A complete, word-for-word restatement of the entries is needed.

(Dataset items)
***

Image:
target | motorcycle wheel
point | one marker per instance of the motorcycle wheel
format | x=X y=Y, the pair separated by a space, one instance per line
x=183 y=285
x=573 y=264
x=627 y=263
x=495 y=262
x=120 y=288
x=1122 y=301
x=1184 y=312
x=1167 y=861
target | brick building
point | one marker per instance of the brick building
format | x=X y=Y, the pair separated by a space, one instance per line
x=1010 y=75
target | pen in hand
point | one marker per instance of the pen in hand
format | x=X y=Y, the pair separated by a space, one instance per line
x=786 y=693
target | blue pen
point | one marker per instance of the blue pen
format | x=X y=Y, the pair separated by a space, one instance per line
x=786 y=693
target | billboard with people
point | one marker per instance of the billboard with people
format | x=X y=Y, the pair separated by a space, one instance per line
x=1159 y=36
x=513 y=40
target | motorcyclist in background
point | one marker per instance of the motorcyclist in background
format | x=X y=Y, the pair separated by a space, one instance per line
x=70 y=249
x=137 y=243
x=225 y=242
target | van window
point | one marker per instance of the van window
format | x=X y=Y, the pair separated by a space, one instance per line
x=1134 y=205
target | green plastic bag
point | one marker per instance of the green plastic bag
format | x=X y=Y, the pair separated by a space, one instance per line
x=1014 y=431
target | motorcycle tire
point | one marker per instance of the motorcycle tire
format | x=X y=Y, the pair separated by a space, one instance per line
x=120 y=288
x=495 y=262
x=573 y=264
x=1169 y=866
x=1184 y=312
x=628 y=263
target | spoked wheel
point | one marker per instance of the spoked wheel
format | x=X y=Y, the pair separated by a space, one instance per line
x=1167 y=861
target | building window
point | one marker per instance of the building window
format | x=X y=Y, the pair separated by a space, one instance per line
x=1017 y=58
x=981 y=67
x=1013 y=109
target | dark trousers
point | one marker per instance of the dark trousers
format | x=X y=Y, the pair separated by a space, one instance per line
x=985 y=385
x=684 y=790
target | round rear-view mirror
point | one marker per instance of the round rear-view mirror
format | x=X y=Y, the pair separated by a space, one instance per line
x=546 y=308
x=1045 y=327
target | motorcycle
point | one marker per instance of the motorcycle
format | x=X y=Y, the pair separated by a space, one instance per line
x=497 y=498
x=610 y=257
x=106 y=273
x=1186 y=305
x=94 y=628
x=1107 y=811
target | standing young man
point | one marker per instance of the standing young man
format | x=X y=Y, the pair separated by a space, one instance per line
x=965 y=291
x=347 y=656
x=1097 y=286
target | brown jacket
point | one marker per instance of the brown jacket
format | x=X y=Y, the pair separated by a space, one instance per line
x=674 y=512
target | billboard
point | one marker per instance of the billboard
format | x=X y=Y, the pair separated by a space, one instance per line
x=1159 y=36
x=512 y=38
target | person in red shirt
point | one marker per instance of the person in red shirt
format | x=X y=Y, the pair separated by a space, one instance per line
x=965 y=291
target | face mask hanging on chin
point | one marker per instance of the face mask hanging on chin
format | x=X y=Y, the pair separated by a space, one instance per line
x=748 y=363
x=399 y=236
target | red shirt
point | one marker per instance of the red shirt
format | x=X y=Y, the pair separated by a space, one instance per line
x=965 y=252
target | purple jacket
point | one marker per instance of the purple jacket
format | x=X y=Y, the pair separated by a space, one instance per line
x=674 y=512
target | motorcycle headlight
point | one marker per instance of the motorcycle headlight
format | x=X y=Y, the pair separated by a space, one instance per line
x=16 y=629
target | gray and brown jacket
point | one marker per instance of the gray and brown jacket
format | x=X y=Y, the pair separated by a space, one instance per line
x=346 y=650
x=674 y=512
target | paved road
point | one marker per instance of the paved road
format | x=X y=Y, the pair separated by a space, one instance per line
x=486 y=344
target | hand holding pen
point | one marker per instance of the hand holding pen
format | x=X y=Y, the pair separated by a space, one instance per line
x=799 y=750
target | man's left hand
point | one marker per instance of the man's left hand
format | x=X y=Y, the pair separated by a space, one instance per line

***

Output of the exercise =>
Image:
target | motorcycle wheel
point | one marker per instance of the motorcycle wheel
format | x=X y=Y, the pair separated by a space, one instance per line
x=183 y=285
x=573 y=264
x=627 y=263
x=495 y=262
x=120 y=288
x=1122 y=301
x=1184 y=312
x=1167 y=861
target | brick building
point | one marker per instance of the brick building
format | x=X y=Y, the pair separated by a space, one instance per line
x=1010 y=75
target | pen in hand
point | one marker per instance of the pen in hand
format | x=X y=Y, the pair separated by a space, one instance per line
x=786 y=693
target | blue pen
point | one marker per instance of the blue pen
format | x=X y=Y, the pair separated by a space, one instance per line
x=786 y=693
target | billboard with people
point | one marker per instance of the billboard with people
format | x=X y=Y, the pair separated by a space, one instance per line
x=1159 y=36
x=513 y=40
target | motorcyclist in background
point | one marker per instance of the motorcyclist in background
format | x=X y=Y, the pair separated by a space, one instance per line
x=70 y=249
x=137 y=243
x=225 y=242
target | van window
point | one marker per instance of the van window
format | x=X y=Y, the pair separated by a space, one instance per line
x=1134 y=205
target | green plastic bag
point | one marker per instance of the green plastic bag
format | x=X y=Y, the pair separated by a space, one instance per line
x=1014 y=431
target | motorcycle tire
point | one marker per instance of the motorcycle tire
format | x=X y=Y, the pair separated by a space, one instance per line
x=120 y=288
x=495 y=262
x=573 y=264
x=1169 y=866
x=1184 y=312
x=628 y=263
target | spoked wheel
point | one marker per instance of the spoked wheel
format | x=X y=Y, the pair separated by a space, one instance per line
x=1167 y=861
target | building window
point | one marker per instance of the building window
format | x=X y=Y, the pair separated by a space, one instance per line
x=1017 y=58
x=981 y=67
x=1013 y=109
target | dark trousers
point | one marker per instance of the dark trousers
format | x=X y=Y, the pair separated by a space, one instance per line
x=985 y=385
x=684 y=790
target | round rear-view mirror
point | one marker per instance of the round rear-view mirror
format | x=X y=Y, the pair separated by a space, one instance per line
x=546 y=308
x=1045 y=327
target | motorcycle
point | one marker per instance of the motorcycle
format | x=X y=Y, the pair separated by a space, one instance per line
x=497 y=498
x=610 y=257
x=106 y=273
x=1186 y=305
x=94 y=628
x=1107 y=811
target | standing young man
point | one marker per instance of the standing young man
format | x=X y=Y, the pair separated by a space, one instance per line
x=965 y=291
x=347 y=656
x=1097 y=286
target | brown jacket
point | one marker per instance of the brown jacket
format | x=X y=Y, the pair separated by a space, one instance per line
x=674 y=512
target | billboard
point | one marker per instance of the billboard
format | x=X y=Y, the pair separated by a space, one instance per line
x=1159 y=36
x=512 y=38
target | person in red shirt
point | one marker per instance of the person in red shirt
format | x=X y=Y, the pair separated by a space, one instance per line
x=965 y=291
target | face mask hanging on chin
point | one marker per instance of the face mask hanging on chin
format | x=X y=Y, the pair separated by a space, one instance per line
x=748 y=363
x=399 y=236
target | red shirt
point | one marker per instance of the red shirt
format | x=X y=Y, the pair separated by a space, one instance per line
x=965 y=252
target | purple jacket
point | one marker per instance of the purple jacket
format | x=X y=Y, the pair separated by a space, one instance per line
x=674 y=512
target | motorcycle headlight
point | one marker per instance of the motorcycle headlight
format | x=X y=Y, the pair separated by a space, one instance per line
x=16 y=629
target | gray and brown jacket
point | one marker per instance of the gray and brown jacket
format | x=X y=Y, the pair separated by a space, one instance per line
x=346 y=650
x=674 y=512
target | paved road
point | one marker per instance of the paved road
format | x=X y=Y, the pair separated by a space, one instance per line
x=486 y=344
target | hand holding pen
point | one marker per instance of the hand holding pen
format | x=X y=Y, the pair separated by a space, one instance per line
x=799 y=750
target | man's left hand
point | one marker per instance of the man's left hand
format | x=X y=Y, the pair separated by a space, one instance per line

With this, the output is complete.